▶ [Task prompt]: Return the records that follow, matching each one exactly.
+ + +
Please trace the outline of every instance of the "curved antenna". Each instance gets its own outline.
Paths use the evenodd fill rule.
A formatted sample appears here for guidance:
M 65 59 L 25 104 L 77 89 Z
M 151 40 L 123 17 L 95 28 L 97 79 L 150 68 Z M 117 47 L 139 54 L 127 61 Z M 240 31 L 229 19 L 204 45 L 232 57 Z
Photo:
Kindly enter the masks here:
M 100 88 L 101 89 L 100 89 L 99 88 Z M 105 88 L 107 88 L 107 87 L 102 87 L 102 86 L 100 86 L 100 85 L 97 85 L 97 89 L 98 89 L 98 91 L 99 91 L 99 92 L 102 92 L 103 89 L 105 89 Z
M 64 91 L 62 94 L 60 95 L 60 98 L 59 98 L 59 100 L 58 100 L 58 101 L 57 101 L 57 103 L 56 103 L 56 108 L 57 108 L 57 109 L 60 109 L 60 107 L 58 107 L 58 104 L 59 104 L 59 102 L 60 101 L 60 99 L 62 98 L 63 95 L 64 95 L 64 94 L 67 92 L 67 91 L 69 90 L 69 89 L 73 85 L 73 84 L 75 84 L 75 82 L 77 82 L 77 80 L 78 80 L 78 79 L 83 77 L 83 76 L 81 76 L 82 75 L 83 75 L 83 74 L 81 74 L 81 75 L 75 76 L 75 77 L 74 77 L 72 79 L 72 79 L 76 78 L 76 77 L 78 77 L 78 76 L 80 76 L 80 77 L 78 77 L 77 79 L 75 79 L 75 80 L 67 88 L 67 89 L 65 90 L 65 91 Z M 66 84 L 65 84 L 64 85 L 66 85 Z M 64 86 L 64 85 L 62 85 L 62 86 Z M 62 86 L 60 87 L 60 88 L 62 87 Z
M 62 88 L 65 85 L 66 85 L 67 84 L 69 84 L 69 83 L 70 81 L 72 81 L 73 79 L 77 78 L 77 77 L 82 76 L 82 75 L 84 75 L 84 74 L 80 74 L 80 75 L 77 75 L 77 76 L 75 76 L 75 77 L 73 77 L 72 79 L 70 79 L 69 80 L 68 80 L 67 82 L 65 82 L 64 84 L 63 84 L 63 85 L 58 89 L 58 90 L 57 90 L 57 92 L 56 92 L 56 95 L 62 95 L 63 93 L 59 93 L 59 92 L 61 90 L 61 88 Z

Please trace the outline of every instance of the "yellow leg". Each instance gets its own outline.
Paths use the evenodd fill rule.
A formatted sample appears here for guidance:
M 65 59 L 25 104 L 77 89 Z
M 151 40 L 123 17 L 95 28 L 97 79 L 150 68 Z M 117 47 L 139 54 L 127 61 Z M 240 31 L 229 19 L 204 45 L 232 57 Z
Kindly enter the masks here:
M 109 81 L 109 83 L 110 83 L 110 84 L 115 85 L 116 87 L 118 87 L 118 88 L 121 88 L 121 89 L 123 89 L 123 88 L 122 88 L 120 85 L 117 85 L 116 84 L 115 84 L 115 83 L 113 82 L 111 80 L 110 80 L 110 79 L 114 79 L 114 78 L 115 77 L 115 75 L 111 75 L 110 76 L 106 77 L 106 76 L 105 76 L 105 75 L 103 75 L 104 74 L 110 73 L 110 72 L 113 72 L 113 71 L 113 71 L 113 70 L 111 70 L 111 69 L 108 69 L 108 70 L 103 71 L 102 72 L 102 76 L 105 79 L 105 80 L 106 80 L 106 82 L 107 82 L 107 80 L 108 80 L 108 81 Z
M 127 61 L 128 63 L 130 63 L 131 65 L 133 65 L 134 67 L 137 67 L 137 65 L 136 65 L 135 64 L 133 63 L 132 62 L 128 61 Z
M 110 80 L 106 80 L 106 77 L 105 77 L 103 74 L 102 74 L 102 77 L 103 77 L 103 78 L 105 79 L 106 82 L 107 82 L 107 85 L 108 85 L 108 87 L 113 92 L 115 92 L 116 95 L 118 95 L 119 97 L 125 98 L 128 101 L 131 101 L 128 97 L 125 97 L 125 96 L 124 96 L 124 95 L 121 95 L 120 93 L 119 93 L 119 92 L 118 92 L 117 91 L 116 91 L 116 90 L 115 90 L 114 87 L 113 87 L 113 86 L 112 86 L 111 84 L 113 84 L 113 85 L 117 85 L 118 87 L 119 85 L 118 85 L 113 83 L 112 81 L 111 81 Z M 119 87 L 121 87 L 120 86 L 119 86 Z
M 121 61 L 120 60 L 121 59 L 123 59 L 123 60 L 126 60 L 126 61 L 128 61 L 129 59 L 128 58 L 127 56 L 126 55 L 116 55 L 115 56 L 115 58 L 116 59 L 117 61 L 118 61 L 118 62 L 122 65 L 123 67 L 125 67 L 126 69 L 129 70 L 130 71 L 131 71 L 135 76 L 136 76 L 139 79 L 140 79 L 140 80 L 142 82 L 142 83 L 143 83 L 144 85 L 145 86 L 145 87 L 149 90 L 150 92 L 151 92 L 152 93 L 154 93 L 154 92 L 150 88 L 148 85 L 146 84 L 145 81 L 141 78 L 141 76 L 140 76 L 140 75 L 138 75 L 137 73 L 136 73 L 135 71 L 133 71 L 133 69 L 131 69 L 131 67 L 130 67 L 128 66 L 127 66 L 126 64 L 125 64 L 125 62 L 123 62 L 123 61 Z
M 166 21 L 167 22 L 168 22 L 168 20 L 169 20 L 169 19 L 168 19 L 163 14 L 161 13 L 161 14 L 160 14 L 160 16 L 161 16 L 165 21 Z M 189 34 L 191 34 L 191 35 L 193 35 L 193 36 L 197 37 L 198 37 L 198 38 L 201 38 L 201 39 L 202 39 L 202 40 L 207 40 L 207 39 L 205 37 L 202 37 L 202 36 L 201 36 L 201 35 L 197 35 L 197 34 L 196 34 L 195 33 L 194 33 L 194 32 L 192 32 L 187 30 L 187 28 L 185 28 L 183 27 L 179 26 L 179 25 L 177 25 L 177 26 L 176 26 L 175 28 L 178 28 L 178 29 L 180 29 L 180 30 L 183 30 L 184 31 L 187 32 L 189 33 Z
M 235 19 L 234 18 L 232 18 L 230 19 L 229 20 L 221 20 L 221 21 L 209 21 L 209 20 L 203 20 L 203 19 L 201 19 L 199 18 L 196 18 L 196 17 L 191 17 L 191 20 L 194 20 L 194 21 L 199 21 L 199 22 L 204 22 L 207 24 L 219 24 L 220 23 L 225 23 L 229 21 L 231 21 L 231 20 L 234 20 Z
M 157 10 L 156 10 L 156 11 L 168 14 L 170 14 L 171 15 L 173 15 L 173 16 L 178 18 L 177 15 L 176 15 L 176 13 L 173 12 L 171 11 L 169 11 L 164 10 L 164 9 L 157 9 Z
+ + +
▶ [Reply to the task]:
Please trace the outline of every instance of the "curved antenna". Each instance gets its own outline.
Paths use the evenodd fill rule.
A formatted sample appears here for guidance:
M 65 59 L 25 104 L 77 89 Z
M 151 40 L 123 17 L 95 28 L 97 79 L 150 68 Z M 117 47 L 139 54 L 127 61 Z M 240 31 L 229 19 L 204 45 L 232 57 Z
Photo:
Kindly enter the masks here:
M 100 88 L 101 89 L 100 89 L 99 88 Z M 105 88 L 107 88 L 107 87 L 102 87 L 102 86 L 100 86 L 100 85 L 97 85 L 97 89 L 98 89 L 98 91 L 99 91 L 99 92 L 102 92 L 103 89 L 105 89 Z
M 64 91 L 62 94 L 60 95 L 60 98 L 59 98 L 59 100 L 58 100 L 58 101 L 57 101 L 57 103 L 56 103 L 56 108 L 57 108 L 57 109 L 60 109 L 60 107 L 58 107 L 58 104 L 59 104 L 59 102 L 60 101 L 60 99 L 62 98 L 63 95 L 64 95 L 64 94 L 67 92 L 67 91 L 69 90 L 69 89 L 73 85 L 73 84 L 75 84 L 75 82 L 77 82 L 77 80 L 78 80 L 78 79 L 83 77 L 83 76 L 81 76 L 82 75 L 83 75 L 83 74 L 81 74 L 81 75 L 75 76 L 75 77 L 74 77 L 72 79 L 72 79 L 76 78 L 76 77 L 78 77 L 78 76 L 80 76 L 80 77 L 78 77 L 77 79 L 75 79 L 75 80 L 67 88 L 67 89 L 65 90 L 65 91 Z M 66 84 L 65 84 L 64 85 L 66 85 Z M 64 86 L 64 85 L 62 85 L 62 86 Z M 62 86 L 60 87 L 60 88 L 62 87 Z
M 62 88 L 65 85 L 66 85 L 67 84 L 69 84 L 69 83 L 70 81 L 72 81 L 73 79 L 77 78 L 77 77 L 82 76 L 82 75 L 84 75 L 84 74 L 80 74 L 80 75 L 77 75 L 77 76 L 75 76 L 75 77 L 73 77 L 72 79 L 70 79 L 69 80 L 68 80 L 67 82 L 65 82 L 64 84 L 63 84 L 63 85 L 58 89 L 58 90 L 57 90 L 57 92 L 56 92 L 56 95 L 62 95 L 63 93 L 59 93 L 59 92 L 61 90 L 61 88 Z

Please trace the outline of every instance of the "yellow leg". Each instance gets its own outline.
Paths use the evenodd fill rule.
A formatted sample appears here for guidance:
M 65 59 L 25 104 L 77 89 Z
M 151 40 L 123 17 L 95 28 L 97 79 L 150 68 Z M 117 47 L 139 54 L 127 61 Z M 240 31 L 229 19 L 204 45 L 232 57 Z
Kindly enter the masks here:
M 109 81 L 109 83 L 110 83 L 110 84 L 115 85 L 116 87 L 118 87 L 118 88 L 121 88 L 121 89 L 123 89 L 123 88 L 122 88 L 120 85 L 117 85 L 116 84 L 115 84 L 115 83 L 113 82 L 111 80 L 110 80 L 110 79 L 114 79 L 114 78 L 115 77 L 115 75 L 111 75 L 110 76 L 106 77 L 106 76 L 105 76 L 105 75 L 103 75 L 104 74 L 110 73 L 110 72 L 113 72 L 113 71 L 113 71 L 113 70 L 111 70 L 111 69 L 108 69 L 108 70 L 103 71 L 102 72 L 102 76 L 105 79 L 105 80 L 106 80 L 106 82 L 107 82 L 107 80 L 108 80 L 108 81 Z
M 127 61 L 128 63 L 130 63 L 131 65 L 133 65 L 134 67 L 137 67 L 137 65 L 136 65 L 135 64 L 133 63 L 132 62 L 128 61 Z
M 110 80 L 106 80 L 106 77 L 105 77 L 103 74 L 102 74 L 102 77 L 103 77 L 103 78 L 105 79 L 106 82 L 107 82 L 107 85 L 108 85 L 108 87 L 113 92 L 115 92 L 116 95 L 118 95 L 119 97 L 125 98 L 128 101 L 131 101 L 128 97 L 125 97 L 125 96 L 124 96 L 124 95 L 121 95 L 120 93 L 119 93 L 119 92 L 118 92 L 117 91 L 116 91 L 116 90 L 115 90 L 114 87 L 113 87 L 113 86 L 112 86 L 111 84 L 113 84 L 113 85 L 117 85 L 118 87 L 119 85 L 118 85 L 113 83 L 112 81 L 111 81 Z M 119 87 L 121 87 L 120 86 L 119 86 Z
M 121 61 L 120 60 L 121 59 L 123 59 L 123 60 L 126 60 L 126 61 L 128 61 L 129 59 L 128 58 L 127 56 L 126 55 L 116 55 L 115 56 L 115 58 L 116 59 L 117 61 L 118 61 L 118 62 L 122 65 L 123 67 L 125 67 L 126 69 L 129 70 L 130 71 L 131 71 L 135 76 L 136 76 L 139 79 L 140 79 L 140 80 L 142 82 L 142 83 L 143 83 L 144 85 L 145 86 L 145 87 L 149 90 L 150 92 L 151 92 L 152 93 L 154 93 L 154 92 L 150 88 L 148 85 L 146 84 L 145 81 L 141 78 L 141 76 L 140 76 L 140 75 L 138 75 L 137 73 L 136 73 L 135 71 L 133 71 L 133 69 L 131 69 L 131 67 L 130 67 L 128 66 L 127 66 L 126 64 L 125 64 L 125 62 L 123 62 L 123 61 Z
M 166 21 L 167 22 L 168 22 L 168 20 L 169 20 L 169 19 L 168 19 L 163 14 L 161 13 L 161 14 L 160 14 L 160 16 L 161 16 L 165 21 Z M 189 34 L 191 34 L 191 35 L 193 35 L 193 36 L 197 37 L 198 37 L 198 38 L 201 38 L 201 39 L 202 39 L 202 40 L 207 40 L 207 39 L 205 37 L 202 37 L 202 36 L 201 36 L 201 35 L 197 35 L 197 34 L 196 34 L 195 33 L 194 33 L 194 32 L 192 32 L 187 30 L 187 28 L 185 28 L 183 27 L 179 26 L 179 25 L 177 25 L 177 26 L 176 26 L 175 28 L 178 28 L 178 29 L 180 29 L 180 30 L 183 30 L 184 31 L 187 32 L 189 33 Z
M 235 19 L 234 18 L 232 18 L 230 19 L 229 20 L 221 20 L 221 21 L 209 21 L 209 20 L 203 20 L 203 19 L 201 19 L 199 18 L 196 18 L 196 17 L 191 17 L 191 20 L 194 20 L 194 21 L 199 21 L 199 22 L 204 22 L 207 24 L 219 24 L 220 23 L 225 23 L 229 21 L 231 21 L 231 20 L 234 20 Z
M 157 10 L 156 10 L 156 11 L 168 14 L 170 14 L 171 15 L 173 15 L 173 16 L 178 18 L 177 15 L 176 15 L 176 13 L 173 12 L 171 11 L 169 11 L 164 10 L 164 9 L 157 9 Z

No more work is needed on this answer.